GIVEN PASSAGE

But if we teach children phonetics while they still have their natural ability of instinctive phonetics, then they won't lose their natural ability to discern and identify the mechanics of each phone - the ability gets transferred, becoming "natively-fluent" in identifying phonemes.


----------



## winklepicker

Outsider said:


> Do you know the song _Sailing_ by Rod Stewart? There is also another one with the same name by Christopher Cross, I think. To my ears, each of them pronounces the "a" as a clear [ei], not an [e].


 
Problem is, sail and sailing have different vowel sounds:

Sail = seɪəl (for the non-consumers of IPA _say-uhll_)

Sailing = seɪliŋ (_say-ling_)

Why is this? I don't know. I also don't know why the stress falls in different places in these words:

ph*o*tograph
phot*o*grapher
photogr*a*phic

There are many other things about English I don't know, if you'd like to hear them...


----------



## john_riemann_soong

Really? I can say "photographer" in a variety of ways and the stress for a word isn't necessarily fixed.



> Sail = seɪəl (for the non-consumers of IPA _say-uhll_)
> 
> Sailing = seɪliŋ (_say-ling_)



I suspect this is one dialectical realisation. I can envision myself saying "sailing" with both the schwa and without the schwa, depending on register or  emphasis ...


----------



## winklepicker

john_riemann_soong said:


> Really? I can say "photographer" in a variety of ways


 
You can say what you like, mate. I'd like to say *&^%$£$ - but the moderators won't let me. Fact is, the stresses I have given are those used in BE RP. 



john_riemann_soong said:


> the stress for a word isn't necessarily fixed....


 
Actually it is. That's why when you look in the dictionary you'll find it tells you where the stress falls.



john_riemann_soong said:


> I suspect this is one dialectical realisation. I can envision myself saying "sailing" with both the schwa and without the schwa, depending on register or emphasis ...

PROBLEMS TO SOLVE
(a) Name the words the forum thread lists to show that stress falls in different places.
(b) Raise every coordinate in the listing by 77, starting at the line containing "In the photo above, each instance of the military cap" and ending at the end of the listing. Reproduce those lines in full, request included.
The forum thread and the listing come from unrelated sources.

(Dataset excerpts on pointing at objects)
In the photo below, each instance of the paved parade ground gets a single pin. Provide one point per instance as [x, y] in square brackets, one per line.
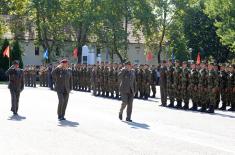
[93, 127]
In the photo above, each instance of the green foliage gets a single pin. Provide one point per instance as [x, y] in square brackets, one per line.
[4, 62]
[223, 13]
[16, 53]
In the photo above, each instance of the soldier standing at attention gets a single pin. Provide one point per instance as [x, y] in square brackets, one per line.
[212, 88]
[127, 90]
[185, 85]
[170, 83]
[33, 76]
[193, 87]
[16, 85]
[147, 80]
[203, 87]
[26, 75]
[177, 84]
[62, 76]
[232, 78]
[153, 80]
[223, 86]
[163, 83]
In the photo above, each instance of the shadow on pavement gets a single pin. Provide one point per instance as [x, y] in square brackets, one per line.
[136, 125]
[16, 118]
[66, 123]
[206, 113]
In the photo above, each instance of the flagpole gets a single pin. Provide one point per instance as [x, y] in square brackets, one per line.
[9, 57]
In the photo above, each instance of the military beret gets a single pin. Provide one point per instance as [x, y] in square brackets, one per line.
[177, 61]
[128, 63]
[64, 61]
[15, 62]
[203, 62]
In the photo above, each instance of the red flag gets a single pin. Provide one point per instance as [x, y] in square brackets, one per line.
[198, 58]
[149, 56]
[6, 52]
[75, 52]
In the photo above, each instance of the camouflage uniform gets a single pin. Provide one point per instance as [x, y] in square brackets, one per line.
[177, 86]
[146, 83]
[203, 89]
[223, 86]
[163, 85]
[193, 88]
[184, 87]
[170, 83]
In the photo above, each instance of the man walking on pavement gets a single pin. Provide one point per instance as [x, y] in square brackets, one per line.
[16, 85]
[127, 89]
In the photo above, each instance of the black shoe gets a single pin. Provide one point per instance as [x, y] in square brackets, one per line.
[120, 116]
[171, 105]
[203, 109]
[194, 108]
[178, 106]
[223, 107]
[211, 109]
[128, 120]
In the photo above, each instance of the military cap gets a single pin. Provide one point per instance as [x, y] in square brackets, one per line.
[203, 62]
[128, 63]
[177, 61]
[15, 62]
[64, 61]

OUTPUTS FOR THE TASKS
(a) photograph, photographer, photographic

(b)
In the photo above, each instance of the military cap gets a single pin. Provide one point per instance as [x, y] in square brackets, one per line.
[280, 139]
[205, 140]
[254, 138]
[92, 139]
[141, 138]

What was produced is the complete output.